## WORK TO DO
Output only the lines from the one holding "[point] at the sunflower bouquet" to the end of the data below, please, copied exactly.

* START ENTRIES SHOWN *

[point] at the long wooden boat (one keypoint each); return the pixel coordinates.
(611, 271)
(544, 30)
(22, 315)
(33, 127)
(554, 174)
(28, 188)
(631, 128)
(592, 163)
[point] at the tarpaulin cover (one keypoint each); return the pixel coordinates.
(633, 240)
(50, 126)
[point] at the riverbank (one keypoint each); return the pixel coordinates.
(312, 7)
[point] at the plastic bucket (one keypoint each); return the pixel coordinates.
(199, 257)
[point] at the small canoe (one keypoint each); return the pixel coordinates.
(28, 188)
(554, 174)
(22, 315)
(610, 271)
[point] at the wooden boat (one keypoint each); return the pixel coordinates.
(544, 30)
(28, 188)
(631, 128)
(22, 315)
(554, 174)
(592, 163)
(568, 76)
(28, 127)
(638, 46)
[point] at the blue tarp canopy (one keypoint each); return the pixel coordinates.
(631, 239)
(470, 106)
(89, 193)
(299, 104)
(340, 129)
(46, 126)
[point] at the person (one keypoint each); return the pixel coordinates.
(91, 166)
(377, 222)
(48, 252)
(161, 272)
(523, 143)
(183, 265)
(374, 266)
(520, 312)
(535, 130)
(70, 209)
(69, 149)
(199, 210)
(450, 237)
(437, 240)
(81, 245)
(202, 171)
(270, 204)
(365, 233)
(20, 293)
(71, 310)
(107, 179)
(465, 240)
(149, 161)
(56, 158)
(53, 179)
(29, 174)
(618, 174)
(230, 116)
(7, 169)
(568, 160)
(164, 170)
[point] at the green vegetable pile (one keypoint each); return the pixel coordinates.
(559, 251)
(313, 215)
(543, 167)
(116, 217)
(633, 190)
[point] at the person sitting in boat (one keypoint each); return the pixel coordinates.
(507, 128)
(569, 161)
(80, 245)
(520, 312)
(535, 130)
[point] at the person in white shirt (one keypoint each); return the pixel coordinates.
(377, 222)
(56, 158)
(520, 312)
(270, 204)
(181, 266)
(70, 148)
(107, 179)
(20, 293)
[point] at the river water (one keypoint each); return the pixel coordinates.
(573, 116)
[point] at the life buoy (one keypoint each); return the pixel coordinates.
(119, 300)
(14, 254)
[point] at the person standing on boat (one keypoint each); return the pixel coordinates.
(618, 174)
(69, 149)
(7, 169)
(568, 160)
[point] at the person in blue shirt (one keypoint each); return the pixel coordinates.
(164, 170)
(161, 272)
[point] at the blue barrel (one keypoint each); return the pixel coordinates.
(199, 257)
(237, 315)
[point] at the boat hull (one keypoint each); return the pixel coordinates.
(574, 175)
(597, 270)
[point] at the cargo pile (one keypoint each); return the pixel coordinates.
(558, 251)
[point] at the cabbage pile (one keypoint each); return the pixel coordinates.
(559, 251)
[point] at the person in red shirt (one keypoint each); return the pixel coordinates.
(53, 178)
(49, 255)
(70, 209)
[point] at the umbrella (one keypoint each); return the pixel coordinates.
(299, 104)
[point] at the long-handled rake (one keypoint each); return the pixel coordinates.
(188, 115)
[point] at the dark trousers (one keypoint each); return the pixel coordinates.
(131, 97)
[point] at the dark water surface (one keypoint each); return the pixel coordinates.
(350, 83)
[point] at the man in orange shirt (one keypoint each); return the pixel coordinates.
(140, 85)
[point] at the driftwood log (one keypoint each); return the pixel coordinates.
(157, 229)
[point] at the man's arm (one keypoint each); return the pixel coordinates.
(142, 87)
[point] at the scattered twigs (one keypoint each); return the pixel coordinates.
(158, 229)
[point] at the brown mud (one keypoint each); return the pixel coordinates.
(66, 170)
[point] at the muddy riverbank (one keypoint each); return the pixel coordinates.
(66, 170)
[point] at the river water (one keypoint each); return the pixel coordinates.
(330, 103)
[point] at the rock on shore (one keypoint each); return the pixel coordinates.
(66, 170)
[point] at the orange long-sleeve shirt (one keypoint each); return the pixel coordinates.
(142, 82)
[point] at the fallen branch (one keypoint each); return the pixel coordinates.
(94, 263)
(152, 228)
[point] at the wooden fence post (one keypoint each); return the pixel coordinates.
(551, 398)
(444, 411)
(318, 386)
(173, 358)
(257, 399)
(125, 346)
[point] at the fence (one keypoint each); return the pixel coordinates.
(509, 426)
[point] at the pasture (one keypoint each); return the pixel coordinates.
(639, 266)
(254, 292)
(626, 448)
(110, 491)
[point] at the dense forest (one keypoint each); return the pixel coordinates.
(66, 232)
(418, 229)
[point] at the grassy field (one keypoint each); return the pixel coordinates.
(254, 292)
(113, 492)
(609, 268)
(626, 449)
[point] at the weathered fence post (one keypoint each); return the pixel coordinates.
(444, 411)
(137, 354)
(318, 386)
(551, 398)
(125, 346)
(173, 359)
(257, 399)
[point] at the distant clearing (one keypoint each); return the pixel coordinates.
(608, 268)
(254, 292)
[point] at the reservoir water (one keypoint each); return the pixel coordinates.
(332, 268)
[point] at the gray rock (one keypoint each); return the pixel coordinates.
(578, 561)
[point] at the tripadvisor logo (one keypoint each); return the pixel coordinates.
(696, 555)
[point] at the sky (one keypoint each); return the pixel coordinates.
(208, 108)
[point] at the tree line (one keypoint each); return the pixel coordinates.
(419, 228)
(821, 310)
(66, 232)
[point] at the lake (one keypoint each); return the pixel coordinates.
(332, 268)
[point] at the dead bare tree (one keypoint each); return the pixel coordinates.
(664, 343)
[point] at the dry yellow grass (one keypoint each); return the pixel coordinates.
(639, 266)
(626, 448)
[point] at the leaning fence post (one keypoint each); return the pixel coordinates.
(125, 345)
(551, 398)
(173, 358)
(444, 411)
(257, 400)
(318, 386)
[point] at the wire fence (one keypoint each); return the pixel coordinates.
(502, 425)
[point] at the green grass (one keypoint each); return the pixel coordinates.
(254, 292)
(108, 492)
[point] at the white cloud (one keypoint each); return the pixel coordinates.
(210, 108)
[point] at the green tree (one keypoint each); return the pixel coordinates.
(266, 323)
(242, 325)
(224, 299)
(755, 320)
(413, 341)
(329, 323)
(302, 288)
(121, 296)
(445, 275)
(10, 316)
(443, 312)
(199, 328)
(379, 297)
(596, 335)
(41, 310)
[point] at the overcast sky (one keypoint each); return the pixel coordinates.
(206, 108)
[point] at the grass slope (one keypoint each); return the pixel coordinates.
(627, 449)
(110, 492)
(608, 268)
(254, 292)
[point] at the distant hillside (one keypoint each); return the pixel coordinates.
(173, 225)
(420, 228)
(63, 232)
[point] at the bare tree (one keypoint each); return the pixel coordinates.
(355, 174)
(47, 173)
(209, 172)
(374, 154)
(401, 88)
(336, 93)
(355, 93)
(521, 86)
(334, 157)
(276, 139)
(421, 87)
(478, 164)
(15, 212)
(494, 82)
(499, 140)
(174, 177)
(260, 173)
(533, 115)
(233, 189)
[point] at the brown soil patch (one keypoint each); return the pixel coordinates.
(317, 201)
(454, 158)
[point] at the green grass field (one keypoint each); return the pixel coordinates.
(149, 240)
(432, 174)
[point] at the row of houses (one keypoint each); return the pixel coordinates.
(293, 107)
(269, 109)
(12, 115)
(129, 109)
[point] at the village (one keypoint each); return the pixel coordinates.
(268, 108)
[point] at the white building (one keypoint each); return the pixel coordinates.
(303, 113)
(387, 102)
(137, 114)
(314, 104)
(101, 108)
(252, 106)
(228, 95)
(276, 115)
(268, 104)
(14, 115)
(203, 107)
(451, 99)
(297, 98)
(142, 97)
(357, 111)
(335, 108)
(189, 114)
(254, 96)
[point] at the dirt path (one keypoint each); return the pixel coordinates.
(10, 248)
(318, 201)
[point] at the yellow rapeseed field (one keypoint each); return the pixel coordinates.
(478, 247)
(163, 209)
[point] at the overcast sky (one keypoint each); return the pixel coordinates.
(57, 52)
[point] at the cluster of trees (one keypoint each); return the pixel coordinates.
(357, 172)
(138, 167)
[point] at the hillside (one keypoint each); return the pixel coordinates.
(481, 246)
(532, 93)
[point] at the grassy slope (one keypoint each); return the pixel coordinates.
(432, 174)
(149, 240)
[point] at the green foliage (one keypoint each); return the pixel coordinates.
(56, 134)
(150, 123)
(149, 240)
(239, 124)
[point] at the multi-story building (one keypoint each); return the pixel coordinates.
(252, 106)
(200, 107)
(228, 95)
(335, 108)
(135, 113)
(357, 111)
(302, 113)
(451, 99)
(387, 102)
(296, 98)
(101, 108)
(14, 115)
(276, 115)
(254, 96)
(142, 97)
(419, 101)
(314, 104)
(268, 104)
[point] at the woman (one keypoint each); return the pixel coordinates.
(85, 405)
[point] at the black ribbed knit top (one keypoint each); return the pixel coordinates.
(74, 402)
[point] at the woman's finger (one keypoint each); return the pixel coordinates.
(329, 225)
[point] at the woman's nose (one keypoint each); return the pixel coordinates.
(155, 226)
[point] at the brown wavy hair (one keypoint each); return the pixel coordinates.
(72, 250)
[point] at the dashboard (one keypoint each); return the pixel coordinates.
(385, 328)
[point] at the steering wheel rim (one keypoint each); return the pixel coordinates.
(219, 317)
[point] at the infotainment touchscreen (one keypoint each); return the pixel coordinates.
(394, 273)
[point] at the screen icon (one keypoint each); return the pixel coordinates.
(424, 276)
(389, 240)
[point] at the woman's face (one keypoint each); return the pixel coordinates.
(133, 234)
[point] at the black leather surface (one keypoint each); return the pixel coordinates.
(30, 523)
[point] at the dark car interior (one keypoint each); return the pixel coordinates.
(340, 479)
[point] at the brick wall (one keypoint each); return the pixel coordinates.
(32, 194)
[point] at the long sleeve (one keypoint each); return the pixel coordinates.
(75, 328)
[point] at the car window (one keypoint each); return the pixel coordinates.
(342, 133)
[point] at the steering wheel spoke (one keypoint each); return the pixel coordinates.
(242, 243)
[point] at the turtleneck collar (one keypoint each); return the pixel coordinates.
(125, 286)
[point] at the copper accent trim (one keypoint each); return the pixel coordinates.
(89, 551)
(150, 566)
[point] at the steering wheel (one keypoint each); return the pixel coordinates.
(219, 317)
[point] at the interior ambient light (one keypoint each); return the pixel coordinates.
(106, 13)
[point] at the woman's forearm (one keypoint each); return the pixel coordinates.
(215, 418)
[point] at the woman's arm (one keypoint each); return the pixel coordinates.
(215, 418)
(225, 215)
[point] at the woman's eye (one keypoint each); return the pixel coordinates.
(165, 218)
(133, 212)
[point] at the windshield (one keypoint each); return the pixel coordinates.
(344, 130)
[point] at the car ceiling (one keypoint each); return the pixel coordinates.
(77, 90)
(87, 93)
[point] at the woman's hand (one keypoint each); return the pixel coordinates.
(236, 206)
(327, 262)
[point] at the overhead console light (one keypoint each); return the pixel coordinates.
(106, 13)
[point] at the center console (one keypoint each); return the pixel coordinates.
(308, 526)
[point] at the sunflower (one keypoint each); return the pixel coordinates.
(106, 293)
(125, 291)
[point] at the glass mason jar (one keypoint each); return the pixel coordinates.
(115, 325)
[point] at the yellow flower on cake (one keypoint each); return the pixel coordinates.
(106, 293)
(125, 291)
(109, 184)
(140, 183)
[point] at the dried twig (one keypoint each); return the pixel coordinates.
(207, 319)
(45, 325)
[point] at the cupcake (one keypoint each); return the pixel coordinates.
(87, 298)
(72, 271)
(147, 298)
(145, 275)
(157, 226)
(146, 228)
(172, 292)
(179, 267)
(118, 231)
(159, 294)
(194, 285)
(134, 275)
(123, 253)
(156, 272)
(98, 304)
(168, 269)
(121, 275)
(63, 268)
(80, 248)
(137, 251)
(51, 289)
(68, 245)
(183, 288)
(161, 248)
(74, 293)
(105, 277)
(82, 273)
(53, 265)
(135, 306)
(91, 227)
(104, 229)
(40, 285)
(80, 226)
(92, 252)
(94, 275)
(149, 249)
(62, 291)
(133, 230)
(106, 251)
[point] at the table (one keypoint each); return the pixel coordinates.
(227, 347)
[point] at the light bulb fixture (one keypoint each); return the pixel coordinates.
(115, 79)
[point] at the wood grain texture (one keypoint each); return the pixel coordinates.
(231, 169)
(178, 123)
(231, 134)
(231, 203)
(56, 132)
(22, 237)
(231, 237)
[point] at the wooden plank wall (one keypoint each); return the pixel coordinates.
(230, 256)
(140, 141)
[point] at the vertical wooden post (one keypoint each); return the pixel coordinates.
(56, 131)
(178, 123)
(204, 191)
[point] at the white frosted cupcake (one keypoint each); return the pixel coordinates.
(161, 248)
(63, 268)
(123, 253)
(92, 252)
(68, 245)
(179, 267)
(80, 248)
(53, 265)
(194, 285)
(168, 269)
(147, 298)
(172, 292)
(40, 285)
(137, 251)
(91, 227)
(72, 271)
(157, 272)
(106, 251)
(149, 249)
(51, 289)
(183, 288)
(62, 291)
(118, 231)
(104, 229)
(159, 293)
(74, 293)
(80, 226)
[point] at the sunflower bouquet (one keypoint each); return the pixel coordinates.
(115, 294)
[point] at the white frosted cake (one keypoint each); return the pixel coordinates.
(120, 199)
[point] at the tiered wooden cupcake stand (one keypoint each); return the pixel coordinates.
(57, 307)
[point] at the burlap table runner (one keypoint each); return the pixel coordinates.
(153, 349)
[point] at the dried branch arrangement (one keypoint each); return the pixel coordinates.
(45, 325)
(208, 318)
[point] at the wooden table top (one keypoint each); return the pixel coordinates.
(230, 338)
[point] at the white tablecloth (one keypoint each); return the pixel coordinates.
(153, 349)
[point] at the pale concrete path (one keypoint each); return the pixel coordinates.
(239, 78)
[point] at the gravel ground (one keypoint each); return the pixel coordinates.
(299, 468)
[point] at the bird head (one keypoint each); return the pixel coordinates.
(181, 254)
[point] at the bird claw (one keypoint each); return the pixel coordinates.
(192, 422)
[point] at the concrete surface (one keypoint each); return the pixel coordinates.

* END ENTRIES SHOWN *

## REPLY TO THE EXERCISE
[point] at the sunflower bouquet (one keypoint each); return the pixel coordinates.
(115, 294)
[point] at the white frosted cake (one keypoint each); return the pixel coordinates.
(120, 199)
[point] at the tiered wooden cupcake stand (one keypoint each); return the pixel coordinates.
(57, 307)
[point] at the burlap table runner (one keypoint each); return the pixel coordinates.
(153, 349)
[point] at the dried branch arrangement (one keypoint each); return the pixel coordinates.
(45, 325)
(208, 318)
[point] at the wooden table top (one keypoint each); return the pixel coordinates.
(230, 338)
[point] at the white tablecloth (one keypoint each); return the pixel coordinates.
(153, 349)
[point] at the pale concrete path (one keypoint each); return the pixel coordinates.
(239, 78)
[point] at the gravel ground (one keypoint each); return the pixel coordinates.
(299, 468)
[point] at the bird head (one keypoint each); return the pixel coordinates.
(181, 254)
[point] at the bird claw (one keypoint each); return the pixel coordinates.
(192, 422)
[point] at the concrete surface (one keypoint each); return the pixel coordinates.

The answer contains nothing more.